• _Aim 1_
Which two shopping arcades does the Kichijoji travel piece place right outside the north exit?

• _Excerpted text_
Kichijoji - Spend a Day Immersed in the World of Studio Ghibli Along the Keio Inokashira Line

Are you a fan of Ghibli or just looking to spend a memorable day in Japan? For this edition of our “Area of Japan” series, follow one of our editors in her exploration of the picturesque neighborhood of Kichijoji along the Keio Inokashira Line and get ready for a full-day itinerary amongst some of Tokyo’s most colorful nooks and crannies. Not only is Kichijoji located near a must-visit spot for all Studio Ghibli lovers, the Ghibli Museum, but it also hosts plenty of cafes, tea houses, and shops that will instantly remind you of a scene from a Ghibli movie!

Check out our writers’ top Japan travel ideas!

Kichijoji - A Quaint Neighborhood That Looks Like It’s Straight Out Of a Ghibli Movie

Located in the Western suburban area of the Japanese capital of Tokyo, not far from hectic Shibuya, Kichijoji offers the best of both worlds: a plethora of shops and eateries, as well as a wealth of activities, all while being far enough from the city center to ensure peaceful moments away from the hustle and bustle of Tokyo! Kichijoji’s blend of convenience and nature is so perfectly balanced that it makes the neighborhood constantly top the annual list of places that Tokyoites want to live in.

Whenever in Kichijoji, I enjoy imagining myself as one of the fashionable residents of this coveted neighborhood while venturing into the maze of small roads and following the panorama of low-rise buildings cocooned in greenery till my steps lead to some unexpected discovery, may it be a hidden cafe or a shop housing gorgeous Japanese antiques. 

Right outside the north exit is where I immerse myself in the livelier side of Kichijoji, with the area split into a series of old-fashioned shopping arcades, Daiyagai and Sun Road, packed with great dining and shopping options. At sunset, the area turns into a lantern-lit mirage, tinged in red and shadows, when stepping into the nearby Harmonica Yokocho, a charming, narrow line of tiny standing bars patronized by locals which is ideal for those wanting an evening of authentic Japanese food and drink.

• _Aim 2_
How many lines of the records contain the string "small"? Case counts, so match it exactly, and give only the number.

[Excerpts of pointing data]

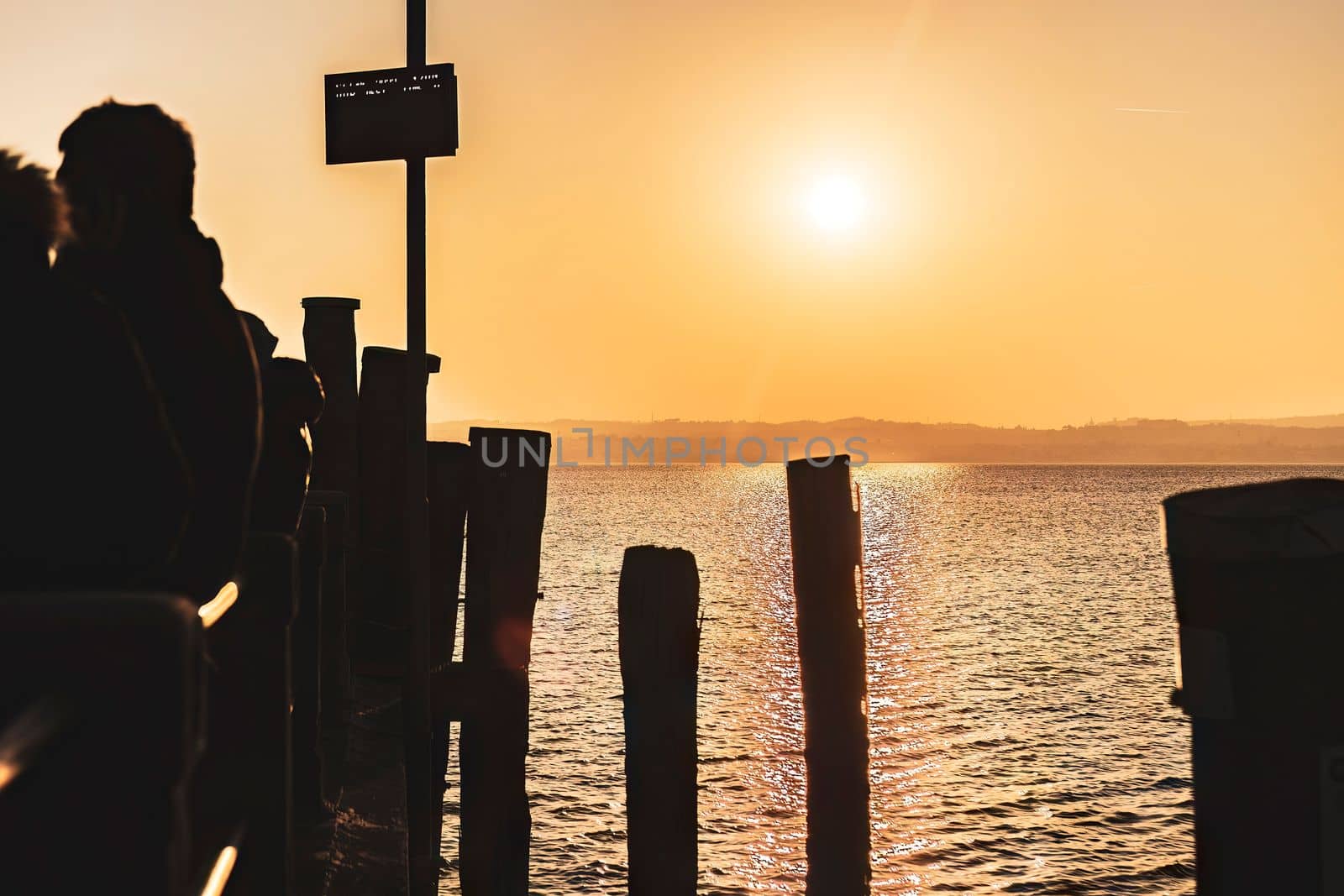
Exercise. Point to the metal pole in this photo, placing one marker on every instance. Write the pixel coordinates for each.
(423, 841)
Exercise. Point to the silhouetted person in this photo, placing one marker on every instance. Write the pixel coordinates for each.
(292, 399)
(129, 175)
(94, 490)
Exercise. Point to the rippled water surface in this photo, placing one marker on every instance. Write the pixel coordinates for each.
(1021, 645)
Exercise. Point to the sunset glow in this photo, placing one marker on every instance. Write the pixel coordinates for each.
(837, 203)
(685, 181)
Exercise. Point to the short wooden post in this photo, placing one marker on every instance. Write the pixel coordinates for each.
(329, 345)
(506, 511)
(335, 676)
(306, 667)
(381, 621)
(660, 642)
(253, 656)
(449, 474)
(827, 553)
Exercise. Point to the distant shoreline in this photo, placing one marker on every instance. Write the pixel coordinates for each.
(1126, 443)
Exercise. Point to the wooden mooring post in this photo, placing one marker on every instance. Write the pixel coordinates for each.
(382, 618)
(827, 555)
(660, 651)
(506, 511)
(449, 468)
(329, 348)
(306, 667)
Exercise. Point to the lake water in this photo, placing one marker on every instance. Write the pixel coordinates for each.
(1021, 658)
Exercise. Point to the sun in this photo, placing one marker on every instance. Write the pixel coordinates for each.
(837, 203)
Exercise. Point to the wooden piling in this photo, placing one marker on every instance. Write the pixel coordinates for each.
(660, 641)
(506, 511)
(306, 667)
(335, 663)
(381, 620)
(329, 345)
(449, 473)
(827, 553)
(252, 711)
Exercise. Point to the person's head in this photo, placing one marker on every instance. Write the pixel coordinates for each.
(33, 217)
(127, 167)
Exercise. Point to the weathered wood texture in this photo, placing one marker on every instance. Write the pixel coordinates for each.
(660, 642)
(506, 512)
(827, 553)
(306, 667)
(329, 348)
(381, 622)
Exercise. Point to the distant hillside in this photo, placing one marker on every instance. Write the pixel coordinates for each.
(1320, 421)
(1119, 443)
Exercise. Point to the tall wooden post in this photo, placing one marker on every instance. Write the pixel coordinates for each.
(423, 806)
(449, 477)
(329, 348)
(660, 641)
(385, 600)
(827, 553)
(506, 511)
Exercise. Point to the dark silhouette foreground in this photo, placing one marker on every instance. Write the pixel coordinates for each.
(128, 174)
(96, 490)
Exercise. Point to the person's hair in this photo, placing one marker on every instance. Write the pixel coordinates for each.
(140, 150)
(33, 215)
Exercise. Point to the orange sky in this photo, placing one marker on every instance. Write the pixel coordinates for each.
(622, 233)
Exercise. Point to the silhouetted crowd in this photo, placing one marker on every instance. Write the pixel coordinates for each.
(150, 427)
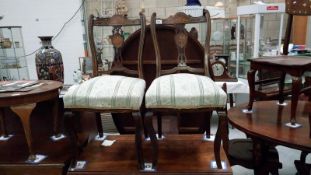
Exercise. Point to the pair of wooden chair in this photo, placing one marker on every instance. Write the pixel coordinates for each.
(176, 89)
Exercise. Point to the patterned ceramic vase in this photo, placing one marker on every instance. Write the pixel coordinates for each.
(49, 61)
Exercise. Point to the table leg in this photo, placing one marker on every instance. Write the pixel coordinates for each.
(3, 128)
(231, 100)
(99, 126)
(251, 83)
(138, 140)
(296, 86)
(24, 113)
(281, 88)
(57, 118)
(153, 139)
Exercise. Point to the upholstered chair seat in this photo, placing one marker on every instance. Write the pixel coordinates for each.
(184, 91)
(107, 92)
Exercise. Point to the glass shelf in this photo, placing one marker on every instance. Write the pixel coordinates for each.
(13, 64)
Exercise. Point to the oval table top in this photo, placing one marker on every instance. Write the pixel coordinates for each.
(268, 121)
(44, 90)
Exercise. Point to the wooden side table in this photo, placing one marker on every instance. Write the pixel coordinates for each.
(294, 66)
(266, 127)
(23, 103)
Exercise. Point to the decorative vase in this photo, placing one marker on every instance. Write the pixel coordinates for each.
(49, 61)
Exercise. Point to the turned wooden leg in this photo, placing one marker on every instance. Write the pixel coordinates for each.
(251, 83)
(207, 124)
(56, 118)
(159, 121)
(231, 100)
(281, 88)
(99, 125)
(296, 85)
(153, 138)
(3, 128)
(138, 140)
(221, 135)
(24, 113)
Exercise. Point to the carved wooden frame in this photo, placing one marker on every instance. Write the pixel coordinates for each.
(179, 20)
(117, 40)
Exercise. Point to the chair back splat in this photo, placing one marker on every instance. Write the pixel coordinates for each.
(117, 40)
(179, 20)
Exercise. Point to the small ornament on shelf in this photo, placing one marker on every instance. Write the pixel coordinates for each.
(121, 8)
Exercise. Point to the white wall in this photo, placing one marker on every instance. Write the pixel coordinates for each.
(45, 18)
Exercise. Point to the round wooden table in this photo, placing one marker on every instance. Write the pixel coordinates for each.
(266, 125)
(23, 103)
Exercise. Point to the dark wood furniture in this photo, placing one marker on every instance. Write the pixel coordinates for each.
(23, 103)
(117, 40)
(179, 20)
(178, 154)
(266, 126)
(199, 122)
(293, 65)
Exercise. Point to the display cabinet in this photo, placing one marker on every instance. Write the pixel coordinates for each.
(260, 33)
(13, 64)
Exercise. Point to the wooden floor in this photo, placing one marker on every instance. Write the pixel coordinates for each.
(14, 152)
(178, 154)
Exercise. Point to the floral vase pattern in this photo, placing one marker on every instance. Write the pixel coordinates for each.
(49, 61)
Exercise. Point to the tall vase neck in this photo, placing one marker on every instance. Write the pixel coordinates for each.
(46, 41)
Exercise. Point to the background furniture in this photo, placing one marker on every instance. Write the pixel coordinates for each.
(267, 126)
(294, 65)
(14, 151)
(13, 64)
(115, 90)
(23, 103)
(256, 33)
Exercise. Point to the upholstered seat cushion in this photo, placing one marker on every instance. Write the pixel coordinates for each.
(106, 92)
(184, 91)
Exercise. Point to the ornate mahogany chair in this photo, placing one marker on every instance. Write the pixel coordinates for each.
(182, 88)
(117, 90)
(263, 88)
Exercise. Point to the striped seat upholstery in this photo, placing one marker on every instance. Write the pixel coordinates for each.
(184, 91)
(106, 92)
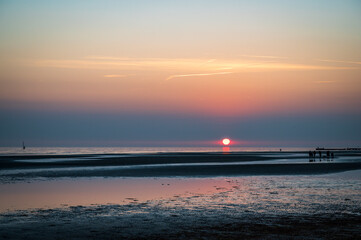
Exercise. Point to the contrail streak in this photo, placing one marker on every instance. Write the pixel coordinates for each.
(197, 74)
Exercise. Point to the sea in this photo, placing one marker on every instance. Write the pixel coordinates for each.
(135, 150)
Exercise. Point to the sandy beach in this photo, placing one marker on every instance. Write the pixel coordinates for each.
(263, 195)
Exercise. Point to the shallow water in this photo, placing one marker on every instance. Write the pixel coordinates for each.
(255, 193)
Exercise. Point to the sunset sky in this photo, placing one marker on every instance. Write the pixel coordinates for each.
(180, 73)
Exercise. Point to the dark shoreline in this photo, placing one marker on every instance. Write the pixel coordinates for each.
(173, 165)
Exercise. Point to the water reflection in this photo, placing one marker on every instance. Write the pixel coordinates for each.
(256, 194)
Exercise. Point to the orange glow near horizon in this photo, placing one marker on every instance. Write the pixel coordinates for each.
(226, 141)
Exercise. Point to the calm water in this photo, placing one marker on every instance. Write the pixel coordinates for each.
(256, 193)
(120, 150)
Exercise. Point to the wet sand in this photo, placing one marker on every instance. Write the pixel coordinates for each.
(259, 207)
(190, 196)
(173, 165)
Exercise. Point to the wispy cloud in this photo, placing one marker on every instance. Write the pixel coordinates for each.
(197, 74)
(177, 67)
(325, 82)
(338, 61)
(262, 56)
(115, 76)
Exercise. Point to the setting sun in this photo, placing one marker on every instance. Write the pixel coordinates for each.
(226, 141)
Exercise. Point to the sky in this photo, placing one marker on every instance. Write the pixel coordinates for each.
(180, 73)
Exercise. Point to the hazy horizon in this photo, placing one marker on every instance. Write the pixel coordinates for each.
(185, 73)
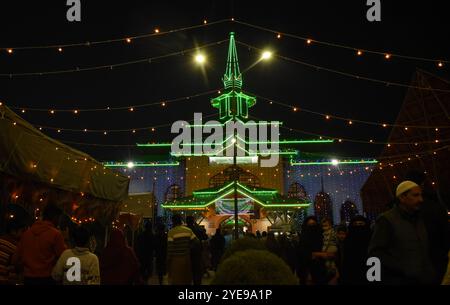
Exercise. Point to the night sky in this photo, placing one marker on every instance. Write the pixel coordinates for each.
(410, 28)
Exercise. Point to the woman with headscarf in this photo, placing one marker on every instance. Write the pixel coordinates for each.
(118, 263)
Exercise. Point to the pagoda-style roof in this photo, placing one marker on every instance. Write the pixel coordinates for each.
(267, 198)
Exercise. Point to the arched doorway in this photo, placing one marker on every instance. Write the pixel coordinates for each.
(227, 224)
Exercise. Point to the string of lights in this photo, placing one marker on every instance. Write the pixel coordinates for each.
(126, 39)
(147, 60)
(349, 121)
(131, 108)
(346, 74)
(358, 51)
(340, 140)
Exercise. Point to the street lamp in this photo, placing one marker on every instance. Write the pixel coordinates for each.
(200, 58)
(266, 55)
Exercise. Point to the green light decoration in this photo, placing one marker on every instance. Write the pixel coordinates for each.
(224, 124)
(243, 190)
(274, 205)
(233, 103)
(231, 222)
(284, 142)
(260, 192)
(334, 162)
(140, 164)
(197, 206)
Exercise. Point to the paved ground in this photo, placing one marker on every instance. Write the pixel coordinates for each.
(205, 281)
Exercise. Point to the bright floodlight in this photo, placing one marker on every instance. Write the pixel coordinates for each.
(200, 58)
(266, 55)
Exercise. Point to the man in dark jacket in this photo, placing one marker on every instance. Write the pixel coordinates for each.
(435, 216)
(196, 250)
(400, 240)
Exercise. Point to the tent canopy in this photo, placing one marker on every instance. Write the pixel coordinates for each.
(28, 154)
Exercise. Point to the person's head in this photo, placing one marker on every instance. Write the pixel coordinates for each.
(177, 220)
(15, 228)
(52, 213)
(160, 228)
(148, 226)
(359, 221)
(190, 221)
(311, 221)
(81, 236)
(341, 233)
(417, 177)
(326, 224)
(409, 195)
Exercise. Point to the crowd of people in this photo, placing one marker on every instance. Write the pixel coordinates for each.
(411, 240)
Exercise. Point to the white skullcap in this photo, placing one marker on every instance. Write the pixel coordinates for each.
(404, 187)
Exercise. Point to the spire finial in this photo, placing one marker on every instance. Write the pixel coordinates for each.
(233, 77)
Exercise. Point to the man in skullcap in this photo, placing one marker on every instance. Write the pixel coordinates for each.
(400, 240)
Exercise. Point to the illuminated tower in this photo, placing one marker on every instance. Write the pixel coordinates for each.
(233, 103)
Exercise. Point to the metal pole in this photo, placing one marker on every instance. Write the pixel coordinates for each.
(235, 178)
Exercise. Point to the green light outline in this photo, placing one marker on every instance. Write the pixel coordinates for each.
(197, 205)
(331, 163)
(119, 164)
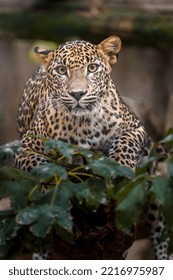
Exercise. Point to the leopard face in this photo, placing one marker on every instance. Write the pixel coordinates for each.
(78, 74)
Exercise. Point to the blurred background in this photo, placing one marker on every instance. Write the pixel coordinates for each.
(143, 73)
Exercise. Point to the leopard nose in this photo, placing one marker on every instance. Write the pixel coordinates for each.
(77, 94)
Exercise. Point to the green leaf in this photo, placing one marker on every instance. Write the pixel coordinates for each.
(170, 167)
(130, 203)
(163, 189)
(61, 147)
(108, 168)
(28, 215)
(91, 193)
(43, 217)
(8, 150)
(16, 194)
(49, 170)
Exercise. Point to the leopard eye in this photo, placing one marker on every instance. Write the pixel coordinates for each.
(62, 70)
(92, 67)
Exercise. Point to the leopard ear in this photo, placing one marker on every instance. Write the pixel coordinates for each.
(43, 56)
(110, 48)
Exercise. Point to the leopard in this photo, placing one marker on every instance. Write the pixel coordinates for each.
(72, 97)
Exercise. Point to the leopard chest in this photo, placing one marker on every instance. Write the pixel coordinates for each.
(89, 132)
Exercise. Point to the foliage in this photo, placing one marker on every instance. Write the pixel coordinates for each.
(33, 217)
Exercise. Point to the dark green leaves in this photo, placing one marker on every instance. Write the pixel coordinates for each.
(43, 217)
(108, 168)
(130, 200)
(89, 186)
(163, 190)
(49, 170)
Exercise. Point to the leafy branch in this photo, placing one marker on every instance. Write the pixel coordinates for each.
(77, 178)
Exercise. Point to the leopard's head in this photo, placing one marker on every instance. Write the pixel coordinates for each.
(78, 73)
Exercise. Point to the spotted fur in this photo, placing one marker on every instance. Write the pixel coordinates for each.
(73, 98)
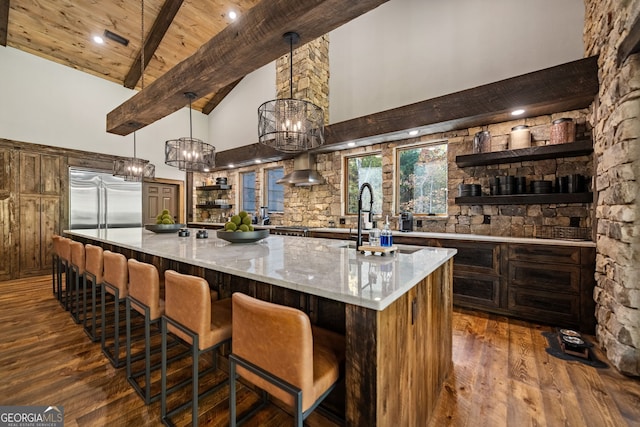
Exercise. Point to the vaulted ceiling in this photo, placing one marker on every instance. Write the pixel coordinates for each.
(63, 31)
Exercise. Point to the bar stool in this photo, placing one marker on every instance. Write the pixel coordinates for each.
(276, 348)
(144, 297)
(116, 283)
(77, 267)
(203, 324)
(55, 264)
(94, 268)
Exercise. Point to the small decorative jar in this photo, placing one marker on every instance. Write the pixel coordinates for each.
(482, 142)
(520, 137)
(562, 131)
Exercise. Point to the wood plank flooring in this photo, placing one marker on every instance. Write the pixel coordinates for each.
(502, 375)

• _Solution 1_
Daiyagai and Sun Road.

• _Solution 2_
2